Dataset entries

= = = =

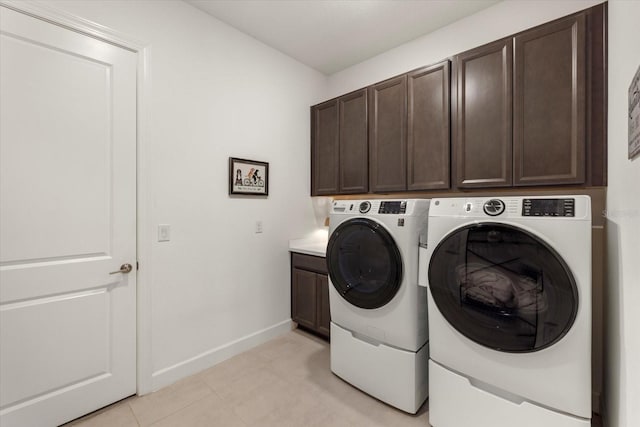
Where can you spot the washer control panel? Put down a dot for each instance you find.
(493, 207)
(364, 207)
(393, 207)
(548, 207)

= = = =

■ **Action item**
Write the records out again in full, exactly, and skip every picture.

■ **Response area**
Where can you spot the washer control panel? Put down a dot for each instance you find.
(493, 207)
(364, 207)
(393, 207)
(548, 207)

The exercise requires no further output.